Extract every line below, verbatim.

====== RECORDS FOR THIS TASK

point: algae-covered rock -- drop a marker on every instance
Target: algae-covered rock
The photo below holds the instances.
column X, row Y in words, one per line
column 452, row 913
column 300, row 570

============

SOLUTION TO THIS PROBLEM →
point: algae-covered rock -- drop a marker on every instance
Target: algae-covered rock
The photo below holds the instances.
column X, row Y in words, one per line
column 452, row 913
column 300, row 570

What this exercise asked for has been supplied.